Your instructions:
Say how many lines of the listing below include the word "When", with no other output.

=-=-=-=-=

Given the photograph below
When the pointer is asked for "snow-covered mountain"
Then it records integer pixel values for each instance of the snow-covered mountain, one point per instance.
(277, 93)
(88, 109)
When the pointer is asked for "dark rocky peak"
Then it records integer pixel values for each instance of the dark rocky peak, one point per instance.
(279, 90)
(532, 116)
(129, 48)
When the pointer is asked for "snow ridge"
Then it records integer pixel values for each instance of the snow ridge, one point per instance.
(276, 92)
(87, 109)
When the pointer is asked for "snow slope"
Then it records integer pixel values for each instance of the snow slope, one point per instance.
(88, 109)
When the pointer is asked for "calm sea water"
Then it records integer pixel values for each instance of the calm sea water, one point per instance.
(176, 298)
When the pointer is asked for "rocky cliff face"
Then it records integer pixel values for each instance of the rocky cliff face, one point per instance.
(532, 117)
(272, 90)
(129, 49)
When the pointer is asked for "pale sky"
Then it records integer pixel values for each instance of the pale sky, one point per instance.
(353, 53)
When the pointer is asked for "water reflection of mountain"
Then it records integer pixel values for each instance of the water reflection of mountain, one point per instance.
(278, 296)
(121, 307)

=-=-=-=-=

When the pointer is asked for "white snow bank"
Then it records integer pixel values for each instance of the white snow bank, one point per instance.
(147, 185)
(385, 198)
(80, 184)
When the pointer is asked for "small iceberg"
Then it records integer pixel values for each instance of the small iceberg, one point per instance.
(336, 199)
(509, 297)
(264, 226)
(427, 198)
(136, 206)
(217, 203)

=-=-=-=-=

Response:
10